TEXT SECTION:
Hay fever (also known as allergic rhinitis) is an allergic reaction to pollen, typically when it comes into contact with your mouth, nose, eyes and throat. Pollen is a fine powder released by plants as part of their reproductive cycle. Pollen contains proteins that can cause the nose, eyes, throat and sinuses to become swollen, irritated and inflamed.
Hay fever is usually worse between late March and September, especially when it is warm, humid and windy – this is when the pollen count is at its highest. Many people find their hay fever is worse when there’s high pollution, especially when hot weather makes pollution worse (pollution molecules stick to pollen grains, so they hang about in the air longer and are harder to get out of your airways).
Common symptoms of hay fever include:
- a runny, itchy and/or blocked nose
- sneezing and coughing
- itchy or watery eyes
Hay fever will last for weeks or months, unlike a cold, which usually goes away after 1 to 2 weeks.

TASK: Retype the text on hay fever in full, word for word.

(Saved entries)
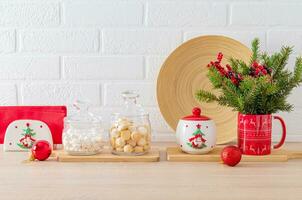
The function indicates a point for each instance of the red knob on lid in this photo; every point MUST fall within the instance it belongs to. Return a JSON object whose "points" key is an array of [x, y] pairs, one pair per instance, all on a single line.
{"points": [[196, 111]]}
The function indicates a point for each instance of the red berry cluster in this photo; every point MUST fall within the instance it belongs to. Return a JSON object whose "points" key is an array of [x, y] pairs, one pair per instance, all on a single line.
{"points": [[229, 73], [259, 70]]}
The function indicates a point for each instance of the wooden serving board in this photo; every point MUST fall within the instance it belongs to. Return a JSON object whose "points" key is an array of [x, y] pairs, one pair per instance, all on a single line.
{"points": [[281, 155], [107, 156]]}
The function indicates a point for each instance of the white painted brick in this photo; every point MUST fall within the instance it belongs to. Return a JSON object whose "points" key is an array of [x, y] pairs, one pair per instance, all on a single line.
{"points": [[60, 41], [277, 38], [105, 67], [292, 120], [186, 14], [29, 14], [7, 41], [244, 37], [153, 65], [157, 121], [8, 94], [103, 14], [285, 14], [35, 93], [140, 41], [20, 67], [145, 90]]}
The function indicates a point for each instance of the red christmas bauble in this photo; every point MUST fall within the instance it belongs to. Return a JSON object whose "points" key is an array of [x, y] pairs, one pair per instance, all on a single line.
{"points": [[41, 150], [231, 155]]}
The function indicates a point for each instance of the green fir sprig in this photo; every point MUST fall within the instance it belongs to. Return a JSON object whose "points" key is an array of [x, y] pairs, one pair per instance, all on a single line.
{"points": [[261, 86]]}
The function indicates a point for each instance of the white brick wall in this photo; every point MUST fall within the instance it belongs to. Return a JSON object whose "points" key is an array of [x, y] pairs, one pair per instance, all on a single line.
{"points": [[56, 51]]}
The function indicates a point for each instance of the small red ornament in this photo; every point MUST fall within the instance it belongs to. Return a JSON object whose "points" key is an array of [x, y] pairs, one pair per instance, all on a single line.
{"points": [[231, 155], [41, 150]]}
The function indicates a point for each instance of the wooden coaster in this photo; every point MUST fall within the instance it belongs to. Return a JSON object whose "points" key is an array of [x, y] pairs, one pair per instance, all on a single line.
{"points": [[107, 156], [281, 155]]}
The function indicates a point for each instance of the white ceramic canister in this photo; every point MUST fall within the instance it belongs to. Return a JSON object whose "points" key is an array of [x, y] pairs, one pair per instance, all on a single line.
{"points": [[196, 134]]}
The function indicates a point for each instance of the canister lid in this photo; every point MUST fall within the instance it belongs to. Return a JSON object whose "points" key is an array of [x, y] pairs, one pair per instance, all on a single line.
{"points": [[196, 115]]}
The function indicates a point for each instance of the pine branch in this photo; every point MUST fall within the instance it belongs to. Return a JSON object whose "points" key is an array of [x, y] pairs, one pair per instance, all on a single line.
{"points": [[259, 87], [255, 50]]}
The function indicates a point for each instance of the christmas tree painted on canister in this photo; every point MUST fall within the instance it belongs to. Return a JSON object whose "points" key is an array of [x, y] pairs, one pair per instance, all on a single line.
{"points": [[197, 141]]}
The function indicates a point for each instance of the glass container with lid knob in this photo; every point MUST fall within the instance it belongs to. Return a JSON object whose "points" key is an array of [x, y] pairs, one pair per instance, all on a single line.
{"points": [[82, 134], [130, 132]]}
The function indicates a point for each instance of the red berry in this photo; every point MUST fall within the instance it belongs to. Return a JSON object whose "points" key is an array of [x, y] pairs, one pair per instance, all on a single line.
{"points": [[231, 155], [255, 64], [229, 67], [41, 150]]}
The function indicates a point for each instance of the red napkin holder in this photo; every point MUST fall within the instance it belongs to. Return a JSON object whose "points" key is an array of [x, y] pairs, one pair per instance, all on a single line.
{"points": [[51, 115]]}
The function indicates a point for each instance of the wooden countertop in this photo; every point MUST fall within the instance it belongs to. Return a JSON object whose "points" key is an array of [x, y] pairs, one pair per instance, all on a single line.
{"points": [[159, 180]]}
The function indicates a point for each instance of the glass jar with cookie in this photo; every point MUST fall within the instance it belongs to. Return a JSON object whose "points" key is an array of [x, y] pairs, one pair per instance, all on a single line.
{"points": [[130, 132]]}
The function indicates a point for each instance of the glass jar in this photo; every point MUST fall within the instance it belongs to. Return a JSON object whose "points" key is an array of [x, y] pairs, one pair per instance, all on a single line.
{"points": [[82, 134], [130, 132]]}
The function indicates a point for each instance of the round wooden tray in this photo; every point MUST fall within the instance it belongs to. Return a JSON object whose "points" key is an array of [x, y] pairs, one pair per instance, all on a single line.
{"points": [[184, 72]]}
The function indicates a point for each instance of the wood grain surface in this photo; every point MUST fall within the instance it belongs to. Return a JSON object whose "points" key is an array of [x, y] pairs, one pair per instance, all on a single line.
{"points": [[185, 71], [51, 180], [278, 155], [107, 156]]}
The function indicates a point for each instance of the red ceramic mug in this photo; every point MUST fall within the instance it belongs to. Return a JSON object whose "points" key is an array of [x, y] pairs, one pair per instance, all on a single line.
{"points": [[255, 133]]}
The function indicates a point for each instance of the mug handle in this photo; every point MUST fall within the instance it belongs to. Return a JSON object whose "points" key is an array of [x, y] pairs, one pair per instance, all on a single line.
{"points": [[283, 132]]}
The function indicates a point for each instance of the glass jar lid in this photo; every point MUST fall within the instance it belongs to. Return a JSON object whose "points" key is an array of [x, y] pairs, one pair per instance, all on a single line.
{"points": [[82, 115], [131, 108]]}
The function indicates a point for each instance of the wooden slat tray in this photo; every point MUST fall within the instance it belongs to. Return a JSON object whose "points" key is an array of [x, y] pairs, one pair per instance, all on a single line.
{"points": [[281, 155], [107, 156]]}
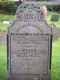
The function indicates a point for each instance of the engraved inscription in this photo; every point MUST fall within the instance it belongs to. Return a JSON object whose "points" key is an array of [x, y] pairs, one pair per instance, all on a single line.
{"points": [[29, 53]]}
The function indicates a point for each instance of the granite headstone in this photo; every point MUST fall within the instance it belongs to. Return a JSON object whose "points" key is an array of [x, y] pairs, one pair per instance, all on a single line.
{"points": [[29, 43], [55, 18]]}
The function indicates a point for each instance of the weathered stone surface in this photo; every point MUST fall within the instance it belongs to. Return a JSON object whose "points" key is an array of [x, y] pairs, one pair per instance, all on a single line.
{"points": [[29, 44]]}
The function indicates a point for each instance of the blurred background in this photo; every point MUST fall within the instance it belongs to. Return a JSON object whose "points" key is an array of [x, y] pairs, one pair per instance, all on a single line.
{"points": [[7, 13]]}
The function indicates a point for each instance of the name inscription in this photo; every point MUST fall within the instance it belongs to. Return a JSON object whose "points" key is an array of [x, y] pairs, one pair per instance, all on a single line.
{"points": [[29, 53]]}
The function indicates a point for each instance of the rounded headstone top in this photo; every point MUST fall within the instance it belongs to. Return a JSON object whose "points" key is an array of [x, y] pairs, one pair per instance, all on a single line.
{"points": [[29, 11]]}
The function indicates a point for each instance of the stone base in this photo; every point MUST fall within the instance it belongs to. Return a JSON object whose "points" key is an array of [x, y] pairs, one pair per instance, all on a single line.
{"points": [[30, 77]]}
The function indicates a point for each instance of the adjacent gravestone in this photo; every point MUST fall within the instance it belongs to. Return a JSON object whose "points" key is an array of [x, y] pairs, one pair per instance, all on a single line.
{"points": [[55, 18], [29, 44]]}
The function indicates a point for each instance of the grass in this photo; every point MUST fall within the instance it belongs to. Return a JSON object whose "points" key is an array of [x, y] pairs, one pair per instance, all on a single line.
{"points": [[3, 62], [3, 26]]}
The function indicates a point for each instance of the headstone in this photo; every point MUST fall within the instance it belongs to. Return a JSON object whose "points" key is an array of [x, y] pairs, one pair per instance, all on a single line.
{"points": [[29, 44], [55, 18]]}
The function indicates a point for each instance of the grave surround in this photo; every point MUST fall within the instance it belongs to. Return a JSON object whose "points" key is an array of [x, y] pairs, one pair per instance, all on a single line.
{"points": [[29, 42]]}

...

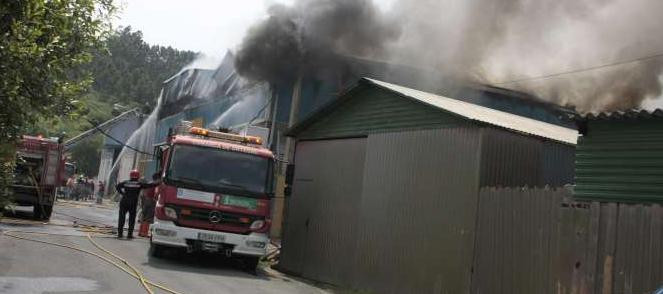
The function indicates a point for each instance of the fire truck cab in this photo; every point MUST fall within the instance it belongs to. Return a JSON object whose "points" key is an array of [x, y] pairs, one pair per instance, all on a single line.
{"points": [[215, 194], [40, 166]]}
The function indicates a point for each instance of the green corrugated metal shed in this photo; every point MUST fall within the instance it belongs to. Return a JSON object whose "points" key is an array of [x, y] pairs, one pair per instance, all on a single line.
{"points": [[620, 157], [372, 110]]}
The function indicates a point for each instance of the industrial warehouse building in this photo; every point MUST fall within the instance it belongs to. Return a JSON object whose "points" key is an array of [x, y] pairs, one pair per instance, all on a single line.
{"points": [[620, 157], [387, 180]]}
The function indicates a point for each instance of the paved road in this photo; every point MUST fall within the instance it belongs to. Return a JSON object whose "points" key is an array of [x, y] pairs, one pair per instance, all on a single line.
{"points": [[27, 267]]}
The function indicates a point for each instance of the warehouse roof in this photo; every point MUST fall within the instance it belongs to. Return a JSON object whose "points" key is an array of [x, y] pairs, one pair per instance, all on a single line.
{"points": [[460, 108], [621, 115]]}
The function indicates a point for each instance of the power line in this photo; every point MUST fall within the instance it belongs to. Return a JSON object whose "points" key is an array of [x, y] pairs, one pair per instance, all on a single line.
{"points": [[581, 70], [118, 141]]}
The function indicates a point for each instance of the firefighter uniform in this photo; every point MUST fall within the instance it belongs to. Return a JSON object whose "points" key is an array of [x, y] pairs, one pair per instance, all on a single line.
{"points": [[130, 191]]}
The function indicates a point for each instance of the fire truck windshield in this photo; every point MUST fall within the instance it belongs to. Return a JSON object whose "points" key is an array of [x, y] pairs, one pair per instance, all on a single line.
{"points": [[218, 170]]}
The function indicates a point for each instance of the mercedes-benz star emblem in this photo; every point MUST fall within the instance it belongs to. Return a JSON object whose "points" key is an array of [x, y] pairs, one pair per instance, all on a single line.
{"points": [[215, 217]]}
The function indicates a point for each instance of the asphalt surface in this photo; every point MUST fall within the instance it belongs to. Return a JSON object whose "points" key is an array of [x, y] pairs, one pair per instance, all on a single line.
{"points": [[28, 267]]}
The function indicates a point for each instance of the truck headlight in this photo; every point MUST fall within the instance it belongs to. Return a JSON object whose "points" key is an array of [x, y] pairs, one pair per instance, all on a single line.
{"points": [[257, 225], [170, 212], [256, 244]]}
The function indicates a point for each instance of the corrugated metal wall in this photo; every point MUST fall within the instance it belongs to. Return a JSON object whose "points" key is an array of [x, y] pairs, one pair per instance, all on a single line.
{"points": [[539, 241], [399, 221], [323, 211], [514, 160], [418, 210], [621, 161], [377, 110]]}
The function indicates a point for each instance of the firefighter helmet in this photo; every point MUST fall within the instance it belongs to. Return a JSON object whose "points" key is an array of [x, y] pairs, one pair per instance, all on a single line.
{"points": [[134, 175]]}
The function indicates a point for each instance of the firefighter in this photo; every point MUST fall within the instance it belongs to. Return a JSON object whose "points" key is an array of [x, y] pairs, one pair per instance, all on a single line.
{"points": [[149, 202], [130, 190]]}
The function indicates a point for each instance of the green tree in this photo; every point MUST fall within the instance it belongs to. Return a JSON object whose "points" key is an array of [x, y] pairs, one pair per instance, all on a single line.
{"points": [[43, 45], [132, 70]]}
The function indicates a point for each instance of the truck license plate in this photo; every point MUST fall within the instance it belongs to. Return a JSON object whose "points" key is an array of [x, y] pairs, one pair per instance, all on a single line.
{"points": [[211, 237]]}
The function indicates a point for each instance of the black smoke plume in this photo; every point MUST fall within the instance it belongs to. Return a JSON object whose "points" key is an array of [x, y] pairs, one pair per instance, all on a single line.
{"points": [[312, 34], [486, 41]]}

ANSWER TO THIS PROBLEM:
Hay fever (also known as allergic rhinitis) is an allergic reaction to pollen, typically when it comes into contact with your mouth, nose, eyes and throat. Pollen is a fine powder released by plants as part of their reproductive cycle. Pollen contains proteins that can cause the nose, eyes, throat and sinuses to become swollen, irritated and inflamed.
Hay fever is usually worse between late March and September, especially when it is warm, humid and windy – this is when the pollen count is at its highest. Many people find their hay fever is worse when there’s high pollution, especially when hot weather makes pollution worse (pollution molecules stick to pollen grains, so they hang about in the air longer and are harder to get out of your airways).
Common symptoms of hay fever include:
- a runny, itchy and/or blocked nose
- sneezing and coughing
- itchy or watery eyes
Hay fever will last for weeks or months, unlike a cold, which usually goes away after 1 to 2 weeks.